▸ Excerpt to read:
Szydłowski’s book reminds me that Poland is a small country, in the sense that citizens who travel in elite circles know each other, or know of each other. A person raised in a family like Szydłowski’s rubbed shoulders with famous actors, writers, and politicians. Simultaneously, World War II lurks on the edges, and at times overtakes Szydłowski’s narrative, as for example when he describes the explosions at the Tarnów train station, an act of German sabotage that happened on August 23, 1939, a week before the official invasion of Poland began.

The book is interesting for its intimate portrait of everyday life before, during, and immediately after World War II, but it does so from the particular lens of the moment in which it was written: 1982, when Poland was under martial law following the suppression of the Solidarity Movement that had sought to reform the state socialist system. Szydłowski was 63 years old and looking back on his life as he approached retirement. That time and place might explain the glaring absences in his otherwise vivid, detailed, and immediate recollections.

▸ Information provided:
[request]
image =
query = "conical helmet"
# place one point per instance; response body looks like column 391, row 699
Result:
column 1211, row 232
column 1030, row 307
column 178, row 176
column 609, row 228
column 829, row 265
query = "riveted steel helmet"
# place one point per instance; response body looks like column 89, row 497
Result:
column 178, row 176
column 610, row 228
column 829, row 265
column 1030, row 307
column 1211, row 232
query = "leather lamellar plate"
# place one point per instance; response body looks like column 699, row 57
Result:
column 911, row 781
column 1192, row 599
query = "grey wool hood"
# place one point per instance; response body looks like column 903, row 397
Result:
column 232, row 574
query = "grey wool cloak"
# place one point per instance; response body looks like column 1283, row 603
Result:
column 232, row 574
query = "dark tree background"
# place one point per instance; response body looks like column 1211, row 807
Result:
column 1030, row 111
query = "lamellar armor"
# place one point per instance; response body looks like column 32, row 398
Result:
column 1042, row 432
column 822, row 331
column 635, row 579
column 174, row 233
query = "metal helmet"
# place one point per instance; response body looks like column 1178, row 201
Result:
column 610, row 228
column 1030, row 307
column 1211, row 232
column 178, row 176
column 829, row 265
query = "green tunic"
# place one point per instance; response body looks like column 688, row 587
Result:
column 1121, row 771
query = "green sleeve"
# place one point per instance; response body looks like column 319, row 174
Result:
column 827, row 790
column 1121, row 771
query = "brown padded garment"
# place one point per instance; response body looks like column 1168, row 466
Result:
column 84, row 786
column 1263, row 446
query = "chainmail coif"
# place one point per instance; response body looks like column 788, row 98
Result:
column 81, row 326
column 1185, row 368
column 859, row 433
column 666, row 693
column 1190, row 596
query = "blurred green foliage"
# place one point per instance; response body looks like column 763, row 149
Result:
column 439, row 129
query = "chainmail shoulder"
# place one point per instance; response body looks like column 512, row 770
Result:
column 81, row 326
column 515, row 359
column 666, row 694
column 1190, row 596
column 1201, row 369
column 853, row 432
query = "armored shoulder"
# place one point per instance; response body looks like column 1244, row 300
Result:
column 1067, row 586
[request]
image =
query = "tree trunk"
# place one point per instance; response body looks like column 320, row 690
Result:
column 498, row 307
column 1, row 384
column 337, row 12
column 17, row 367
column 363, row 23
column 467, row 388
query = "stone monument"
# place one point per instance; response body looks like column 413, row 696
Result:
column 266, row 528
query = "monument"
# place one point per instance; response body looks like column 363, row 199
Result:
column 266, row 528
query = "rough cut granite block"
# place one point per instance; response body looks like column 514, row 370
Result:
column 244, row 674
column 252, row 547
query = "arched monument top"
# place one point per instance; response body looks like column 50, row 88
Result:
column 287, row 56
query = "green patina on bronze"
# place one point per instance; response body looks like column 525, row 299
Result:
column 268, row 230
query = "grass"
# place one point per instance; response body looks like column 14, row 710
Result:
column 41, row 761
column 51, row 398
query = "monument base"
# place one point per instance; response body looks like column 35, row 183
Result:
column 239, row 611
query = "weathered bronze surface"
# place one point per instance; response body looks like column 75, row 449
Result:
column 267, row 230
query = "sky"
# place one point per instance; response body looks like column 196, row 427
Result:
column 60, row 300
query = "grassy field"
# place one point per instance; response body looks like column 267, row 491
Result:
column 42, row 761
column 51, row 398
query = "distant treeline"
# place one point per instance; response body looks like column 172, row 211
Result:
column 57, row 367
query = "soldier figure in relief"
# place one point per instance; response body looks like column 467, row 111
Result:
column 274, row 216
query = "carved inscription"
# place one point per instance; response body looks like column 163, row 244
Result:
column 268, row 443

▸ Stated task:
Write out everything in the passage on Szydłowski's book from "Szydłowski’s book reminds" down to "of Poland began.", unchanged.

▸ Result:
Szydłowski’s book reminds me that Poland is a small country, in the sense that citizens who travel in elite circles know each other, or know of each other. A person raised in a family like Szydłowski’s rubbed shoulders with famous actors, writers, and politicians. Simultaneously, World War II lurks on the edges, and at times overtakes Szydłowski’s narrative, as for example when he describes the explosions at the Tarnów train station, an act of German sabotage that happened on August 23, 1939, a week before the official invasion of Poland began.